- **WORK INSTRUCTION**
What lines in the records include the string "below"? Return each one.

- **RECORD EXCERPTS**
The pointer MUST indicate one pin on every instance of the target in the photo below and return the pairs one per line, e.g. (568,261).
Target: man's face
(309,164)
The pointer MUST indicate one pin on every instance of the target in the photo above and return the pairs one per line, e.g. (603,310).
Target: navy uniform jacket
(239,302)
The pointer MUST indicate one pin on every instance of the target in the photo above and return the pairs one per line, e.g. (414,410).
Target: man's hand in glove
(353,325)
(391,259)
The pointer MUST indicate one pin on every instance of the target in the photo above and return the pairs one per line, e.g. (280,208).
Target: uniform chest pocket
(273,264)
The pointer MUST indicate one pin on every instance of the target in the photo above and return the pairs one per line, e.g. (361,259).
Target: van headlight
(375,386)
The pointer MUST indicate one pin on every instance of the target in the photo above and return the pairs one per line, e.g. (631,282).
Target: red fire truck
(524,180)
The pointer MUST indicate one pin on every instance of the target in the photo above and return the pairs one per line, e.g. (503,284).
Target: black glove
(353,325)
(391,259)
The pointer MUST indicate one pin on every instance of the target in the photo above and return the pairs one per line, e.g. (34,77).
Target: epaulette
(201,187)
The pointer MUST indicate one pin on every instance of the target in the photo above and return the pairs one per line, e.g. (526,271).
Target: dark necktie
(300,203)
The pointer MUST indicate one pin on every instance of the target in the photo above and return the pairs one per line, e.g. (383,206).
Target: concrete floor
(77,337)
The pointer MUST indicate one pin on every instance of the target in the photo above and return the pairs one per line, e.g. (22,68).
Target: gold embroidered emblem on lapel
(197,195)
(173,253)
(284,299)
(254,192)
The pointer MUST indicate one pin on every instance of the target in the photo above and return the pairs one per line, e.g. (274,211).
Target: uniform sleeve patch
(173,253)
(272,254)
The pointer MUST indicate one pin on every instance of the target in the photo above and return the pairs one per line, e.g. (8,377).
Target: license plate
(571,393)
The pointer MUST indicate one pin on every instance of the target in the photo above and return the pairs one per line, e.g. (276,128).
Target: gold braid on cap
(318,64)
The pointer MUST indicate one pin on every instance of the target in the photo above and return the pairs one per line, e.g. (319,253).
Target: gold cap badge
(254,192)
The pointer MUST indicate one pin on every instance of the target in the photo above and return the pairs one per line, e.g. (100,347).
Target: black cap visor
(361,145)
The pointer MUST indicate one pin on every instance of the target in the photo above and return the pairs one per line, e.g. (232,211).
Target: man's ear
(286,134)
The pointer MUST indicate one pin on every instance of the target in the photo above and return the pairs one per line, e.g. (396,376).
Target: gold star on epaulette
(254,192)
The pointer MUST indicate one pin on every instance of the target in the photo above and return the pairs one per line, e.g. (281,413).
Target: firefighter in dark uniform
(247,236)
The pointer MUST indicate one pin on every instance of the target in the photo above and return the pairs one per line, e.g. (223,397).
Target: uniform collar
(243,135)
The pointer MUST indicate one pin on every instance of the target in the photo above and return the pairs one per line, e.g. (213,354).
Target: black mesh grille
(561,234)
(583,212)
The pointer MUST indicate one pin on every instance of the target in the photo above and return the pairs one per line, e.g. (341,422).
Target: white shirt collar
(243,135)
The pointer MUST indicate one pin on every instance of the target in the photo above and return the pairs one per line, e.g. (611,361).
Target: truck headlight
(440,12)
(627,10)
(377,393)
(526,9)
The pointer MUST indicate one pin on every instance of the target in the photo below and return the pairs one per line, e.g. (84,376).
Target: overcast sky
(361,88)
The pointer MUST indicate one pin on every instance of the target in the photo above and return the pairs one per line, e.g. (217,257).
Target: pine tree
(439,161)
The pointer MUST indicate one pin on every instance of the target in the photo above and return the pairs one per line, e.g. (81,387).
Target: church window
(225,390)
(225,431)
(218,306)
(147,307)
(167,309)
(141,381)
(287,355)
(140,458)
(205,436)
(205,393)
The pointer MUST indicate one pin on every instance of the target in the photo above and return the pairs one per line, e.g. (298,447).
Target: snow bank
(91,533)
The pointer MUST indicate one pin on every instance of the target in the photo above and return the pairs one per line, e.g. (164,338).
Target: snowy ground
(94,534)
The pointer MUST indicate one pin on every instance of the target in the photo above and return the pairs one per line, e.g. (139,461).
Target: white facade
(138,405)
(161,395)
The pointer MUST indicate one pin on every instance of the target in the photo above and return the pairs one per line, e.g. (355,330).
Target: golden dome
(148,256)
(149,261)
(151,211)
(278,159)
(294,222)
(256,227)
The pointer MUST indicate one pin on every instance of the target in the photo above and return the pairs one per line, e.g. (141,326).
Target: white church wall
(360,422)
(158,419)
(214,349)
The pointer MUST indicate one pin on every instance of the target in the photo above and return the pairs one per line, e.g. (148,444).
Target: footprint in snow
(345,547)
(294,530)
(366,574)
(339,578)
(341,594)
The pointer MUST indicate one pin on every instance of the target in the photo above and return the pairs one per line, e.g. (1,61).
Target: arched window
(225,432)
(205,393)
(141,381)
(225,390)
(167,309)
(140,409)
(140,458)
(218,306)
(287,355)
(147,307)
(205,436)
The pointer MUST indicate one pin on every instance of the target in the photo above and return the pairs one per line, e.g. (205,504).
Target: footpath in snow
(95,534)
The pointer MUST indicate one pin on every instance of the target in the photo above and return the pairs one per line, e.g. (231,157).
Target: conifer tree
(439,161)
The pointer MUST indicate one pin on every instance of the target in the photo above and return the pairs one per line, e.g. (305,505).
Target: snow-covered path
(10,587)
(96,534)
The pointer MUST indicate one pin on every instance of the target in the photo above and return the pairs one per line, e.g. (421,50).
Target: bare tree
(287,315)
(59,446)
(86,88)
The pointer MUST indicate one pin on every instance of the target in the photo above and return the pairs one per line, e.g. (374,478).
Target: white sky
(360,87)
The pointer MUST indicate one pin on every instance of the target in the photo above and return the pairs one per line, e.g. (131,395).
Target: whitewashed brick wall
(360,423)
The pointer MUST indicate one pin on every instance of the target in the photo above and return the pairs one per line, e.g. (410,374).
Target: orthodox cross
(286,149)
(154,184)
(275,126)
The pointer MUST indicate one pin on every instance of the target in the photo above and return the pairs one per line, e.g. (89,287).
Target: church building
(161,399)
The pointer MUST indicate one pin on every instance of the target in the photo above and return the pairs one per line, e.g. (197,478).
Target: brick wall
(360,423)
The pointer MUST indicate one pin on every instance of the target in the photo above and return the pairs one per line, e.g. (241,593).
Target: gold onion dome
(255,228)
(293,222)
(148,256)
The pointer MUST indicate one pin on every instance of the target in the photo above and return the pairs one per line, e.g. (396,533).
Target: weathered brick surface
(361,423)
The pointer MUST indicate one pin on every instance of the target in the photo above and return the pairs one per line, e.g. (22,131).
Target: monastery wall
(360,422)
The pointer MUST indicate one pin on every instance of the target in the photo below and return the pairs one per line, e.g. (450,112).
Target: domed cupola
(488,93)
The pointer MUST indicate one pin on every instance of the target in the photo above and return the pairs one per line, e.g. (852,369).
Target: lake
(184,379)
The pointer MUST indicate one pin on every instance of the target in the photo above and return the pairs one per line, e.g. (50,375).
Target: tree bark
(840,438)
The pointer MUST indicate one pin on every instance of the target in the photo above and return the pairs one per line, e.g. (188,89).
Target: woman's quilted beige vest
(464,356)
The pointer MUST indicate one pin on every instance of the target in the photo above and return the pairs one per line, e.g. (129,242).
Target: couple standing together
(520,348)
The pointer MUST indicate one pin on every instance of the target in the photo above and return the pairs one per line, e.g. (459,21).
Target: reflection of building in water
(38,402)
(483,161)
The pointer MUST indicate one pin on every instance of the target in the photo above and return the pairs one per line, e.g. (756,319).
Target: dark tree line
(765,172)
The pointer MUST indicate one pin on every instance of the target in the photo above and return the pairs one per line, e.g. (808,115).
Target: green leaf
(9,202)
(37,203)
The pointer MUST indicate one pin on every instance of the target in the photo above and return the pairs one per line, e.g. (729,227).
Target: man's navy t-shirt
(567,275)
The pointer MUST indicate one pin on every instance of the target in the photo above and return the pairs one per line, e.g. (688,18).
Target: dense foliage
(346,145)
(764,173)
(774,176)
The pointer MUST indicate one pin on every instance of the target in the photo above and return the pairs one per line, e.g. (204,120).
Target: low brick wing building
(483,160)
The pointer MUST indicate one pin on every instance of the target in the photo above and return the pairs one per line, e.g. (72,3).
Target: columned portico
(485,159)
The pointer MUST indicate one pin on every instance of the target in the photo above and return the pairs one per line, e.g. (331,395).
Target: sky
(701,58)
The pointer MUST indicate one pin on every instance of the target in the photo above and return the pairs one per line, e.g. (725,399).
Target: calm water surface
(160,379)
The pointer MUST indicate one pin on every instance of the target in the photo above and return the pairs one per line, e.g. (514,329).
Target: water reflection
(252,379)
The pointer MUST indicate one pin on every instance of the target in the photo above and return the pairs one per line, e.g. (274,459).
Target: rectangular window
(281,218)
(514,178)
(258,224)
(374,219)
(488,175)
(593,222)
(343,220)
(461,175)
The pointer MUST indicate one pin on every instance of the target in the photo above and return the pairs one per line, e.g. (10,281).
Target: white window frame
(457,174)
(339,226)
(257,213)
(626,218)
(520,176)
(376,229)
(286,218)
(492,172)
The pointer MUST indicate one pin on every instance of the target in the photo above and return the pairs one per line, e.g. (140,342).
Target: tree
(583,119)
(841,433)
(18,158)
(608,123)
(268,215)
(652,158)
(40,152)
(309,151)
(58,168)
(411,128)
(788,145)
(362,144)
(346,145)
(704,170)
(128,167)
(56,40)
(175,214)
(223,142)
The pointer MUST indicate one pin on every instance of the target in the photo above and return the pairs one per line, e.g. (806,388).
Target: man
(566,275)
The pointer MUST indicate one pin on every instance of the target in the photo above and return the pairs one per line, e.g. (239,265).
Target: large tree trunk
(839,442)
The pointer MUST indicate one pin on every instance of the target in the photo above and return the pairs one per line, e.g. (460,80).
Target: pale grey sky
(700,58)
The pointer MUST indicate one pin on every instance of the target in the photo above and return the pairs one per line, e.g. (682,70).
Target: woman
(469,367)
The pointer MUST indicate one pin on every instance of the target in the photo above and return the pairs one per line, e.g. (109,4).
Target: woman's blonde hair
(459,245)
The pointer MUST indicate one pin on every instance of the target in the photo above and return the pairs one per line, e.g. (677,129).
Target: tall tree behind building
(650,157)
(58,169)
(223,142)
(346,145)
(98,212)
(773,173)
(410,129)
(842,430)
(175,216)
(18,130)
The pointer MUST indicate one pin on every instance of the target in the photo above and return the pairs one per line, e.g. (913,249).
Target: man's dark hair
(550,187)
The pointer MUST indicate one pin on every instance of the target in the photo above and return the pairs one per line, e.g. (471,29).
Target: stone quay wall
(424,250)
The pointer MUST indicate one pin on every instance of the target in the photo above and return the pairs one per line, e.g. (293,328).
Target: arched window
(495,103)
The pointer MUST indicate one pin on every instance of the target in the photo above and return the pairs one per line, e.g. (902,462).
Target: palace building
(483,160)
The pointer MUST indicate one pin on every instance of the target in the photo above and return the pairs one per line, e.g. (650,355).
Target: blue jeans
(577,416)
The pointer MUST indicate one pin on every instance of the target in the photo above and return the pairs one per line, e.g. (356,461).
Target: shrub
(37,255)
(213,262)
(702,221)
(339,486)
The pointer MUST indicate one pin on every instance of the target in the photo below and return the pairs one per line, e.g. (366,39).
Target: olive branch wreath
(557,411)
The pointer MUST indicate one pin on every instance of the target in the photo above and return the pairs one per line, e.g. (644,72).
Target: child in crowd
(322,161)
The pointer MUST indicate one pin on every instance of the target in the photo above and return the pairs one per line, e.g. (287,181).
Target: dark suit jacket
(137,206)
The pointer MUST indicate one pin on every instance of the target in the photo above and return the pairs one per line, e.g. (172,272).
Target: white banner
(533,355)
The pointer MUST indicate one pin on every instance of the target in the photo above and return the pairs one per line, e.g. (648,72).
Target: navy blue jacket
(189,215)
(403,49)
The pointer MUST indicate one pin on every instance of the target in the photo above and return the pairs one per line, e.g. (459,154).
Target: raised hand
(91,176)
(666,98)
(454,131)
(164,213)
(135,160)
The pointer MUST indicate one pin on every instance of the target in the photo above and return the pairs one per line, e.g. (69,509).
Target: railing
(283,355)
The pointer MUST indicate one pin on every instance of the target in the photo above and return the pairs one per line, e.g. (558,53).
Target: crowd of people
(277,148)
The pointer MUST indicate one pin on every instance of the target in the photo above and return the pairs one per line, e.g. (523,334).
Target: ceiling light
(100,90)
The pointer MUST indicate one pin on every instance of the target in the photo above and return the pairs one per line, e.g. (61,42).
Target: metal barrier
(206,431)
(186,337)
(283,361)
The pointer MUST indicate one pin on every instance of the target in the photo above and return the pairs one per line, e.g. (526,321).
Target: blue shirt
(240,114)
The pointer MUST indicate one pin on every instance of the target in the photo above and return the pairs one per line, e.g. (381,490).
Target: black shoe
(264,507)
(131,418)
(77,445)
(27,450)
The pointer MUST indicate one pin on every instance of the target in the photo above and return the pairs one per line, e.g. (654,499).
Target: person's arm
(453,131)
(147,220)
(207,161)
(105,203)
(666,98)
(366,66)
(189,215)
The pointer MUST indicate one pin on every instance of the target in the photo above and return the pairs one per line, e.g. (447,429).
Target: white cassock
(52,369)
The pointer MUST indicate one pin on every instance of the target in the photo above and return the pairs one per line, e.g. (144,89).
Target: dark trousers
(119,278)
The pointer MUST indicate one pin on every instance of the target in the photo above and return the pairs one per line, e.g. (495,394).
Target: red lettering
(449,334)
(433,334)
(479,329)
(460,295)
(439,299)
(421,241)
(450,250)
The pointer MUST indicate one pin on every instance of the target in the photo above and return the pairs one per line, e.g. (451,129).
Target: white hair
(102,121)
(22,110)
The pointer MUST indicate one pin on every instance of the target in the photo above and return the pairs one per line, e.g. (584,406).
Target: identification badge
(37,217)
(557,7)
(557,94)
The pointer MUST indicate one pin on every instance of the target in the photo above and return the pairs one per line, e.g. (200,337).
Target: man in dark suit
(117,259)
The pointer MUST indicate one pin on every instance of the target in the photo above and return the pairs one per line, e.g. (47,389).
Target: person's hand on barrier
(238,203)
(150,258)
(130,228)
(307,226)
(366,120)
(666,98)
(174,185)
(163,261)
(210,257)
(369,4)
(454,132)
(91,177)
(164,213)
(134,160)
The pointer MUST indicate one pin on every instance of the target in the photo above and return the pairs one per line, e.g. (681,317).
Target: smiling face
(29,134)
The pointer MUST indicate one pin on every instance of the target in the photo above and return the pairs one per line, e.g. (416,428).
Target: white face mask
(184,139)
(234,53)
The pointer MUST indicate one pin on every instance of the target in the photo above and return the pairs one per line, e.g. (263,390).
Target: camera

- **OUTPUT OF THE EXERCISE**
The pointer MUST indicate one pin on every instance of the target in the photo below and return the pairs one per line, e.g. (568,261).
The pointer MUST indicate one pin on every instance of the target in the photo below and return the pairs one per line, e.g. (84,376).
The pointer MUST indicate one pin on every instance of the target in the photo below and return the pairs one per line, e.g. (450,112).
The pointer MUST indicate one pin on every instance of the target in the photo below and return the pairs one per line, e.g. (366,39).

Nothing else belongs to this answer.